§ SHORT TASK: Render the rows below as a JSON list of strings, one string per line, skipping blank lines and leaving out the pictures.

** Start **

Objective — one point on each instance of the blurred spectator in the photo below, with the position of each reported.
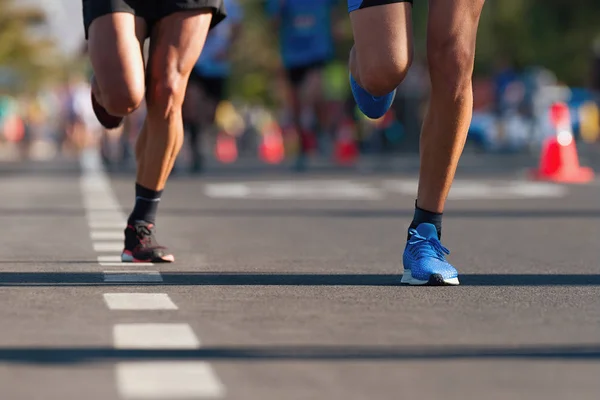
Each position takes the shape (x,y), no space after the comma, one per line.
(206,87)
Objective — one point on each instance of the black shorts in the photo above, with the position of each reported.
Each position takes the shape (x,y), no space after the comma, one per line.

** End **

§ ANSWER FOR THIS EXERCISE:
[
  "Objective — one point on each instance of the blurred spectator in the photo below, with the position of each reported.",
  "Each position takes the shape (x,y), no space after the comma, one per line.",
  "(206,87)",
  "Objective — one point on each instance of the black shorts in the photo above, with the position of each reported.",
  "Each position takes the shape (x,y), no space after the comma, one per line."
]